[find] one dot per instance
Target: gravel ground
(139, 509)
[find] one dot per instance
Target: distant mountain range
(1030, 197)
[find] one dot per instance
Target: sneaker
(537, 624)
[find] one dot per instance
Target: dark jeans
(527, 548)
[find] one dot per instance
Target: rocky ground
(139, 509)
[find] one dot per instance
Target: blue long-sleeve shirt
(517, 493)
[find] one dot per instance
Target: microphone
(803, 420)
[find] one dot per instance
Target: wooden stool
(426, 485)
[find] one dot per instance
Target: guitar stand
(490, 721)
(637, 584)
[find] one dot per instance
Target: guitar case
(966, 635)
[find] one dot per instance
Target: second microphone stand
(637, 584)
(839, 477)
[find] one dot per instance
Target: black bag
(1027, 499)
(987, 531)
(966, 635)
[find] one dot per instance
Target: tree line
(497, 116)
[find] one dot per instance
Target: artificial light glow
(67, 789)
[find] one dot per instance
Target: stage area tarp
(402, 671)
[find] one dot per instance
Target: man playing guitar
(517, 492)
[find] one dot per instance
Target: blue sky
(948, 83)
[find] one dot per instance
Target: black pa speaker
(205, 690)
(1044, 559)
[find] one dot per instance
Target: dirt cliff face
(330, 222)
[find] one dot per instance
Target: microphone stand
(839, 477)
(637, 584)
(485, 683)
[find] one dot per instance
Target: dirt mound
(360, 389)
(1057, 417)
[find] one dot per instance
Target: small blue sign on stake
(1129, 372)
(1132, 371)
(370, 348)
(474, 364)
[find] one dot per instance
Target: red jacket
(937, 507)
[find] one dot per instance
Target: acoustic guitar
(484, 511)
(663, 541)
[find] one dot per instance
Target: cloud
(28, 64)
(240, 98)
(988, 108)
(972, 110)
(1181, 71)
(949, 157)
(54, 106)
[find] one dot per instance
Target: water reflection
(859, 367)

◆ ◆ ◆

Short problem
Give an exact copy of all the data shown above.

Written reply
[find] one dot per instance
Target: gravel ground
(139, 509)
[find] one dot per instance
Target: distant mountain range
(1030, 197)
[find] one dot per instance
Target: sneaker
(537, 624)
[find] one dot per instance
Target: dark jeans
(527, 548)
[find] one dot per instance
Target: rocky ground
(139, 509)
[find] one dot per instance
Target: blue long-sleeve shirt
(517, 493)
[find] one dot per instance
Target: microphone
(803, 420)
[find] one dot per instance
Target: wooden stool
(426, 485)
[find] one dot per instance
Target: guitar stand
(490, 721)
(637, 584)
[find] one dot per instance
Target: guitar case
(966, 635)
[find] one dot per instance
Target: second microphone stand
(637, 584)
(839, 477)
[find] one dot per instance
Target: black bag
(1027, 499)
(987, 531)
(966, 635)
[find] one dot per instance
Target: tree line
(497, 116)
[find] one dot per instance
Target: artificial light glow
(67, 789)
[find] one dot per instance
Target: stage area tarp
(402, 671)
[find] one dot per instance
Target: man playing guitar
(517, 492)
[find] one dot per instance
Target: blue sky
(948, 83)
[find] one dot per instance
Target: black pa speaker
(205, 690)
(1044, 559)
[find] one dot per instance
Target: dirt cliff face
(330, 222)
[find] one dot per instance
Target: microphone stand
(839, 477)
(637, 584)
(485, 683)
[find] one dot per instance
Target: dirt mound
(360, 389)
(1057, 417)
[find] one dot per instance
Target: small blue sign on stake
(1129, 372)
(1132, 371)
(370, 348)
(474, 364)
[find] one dot per instance
Target: red jacket
(937, 507)
[find] one dot per instance
Target: acoustic guitar
(484, 511)
(663, 541)
[find] one dot per instance
Target: cloud
(28, 64)
(240, 98)
(988, 108)
(972, 110)
(1181, 71)
(949, 157)
(54, 106)
[find] one dot per instance
Target: water reflection
(859, 367)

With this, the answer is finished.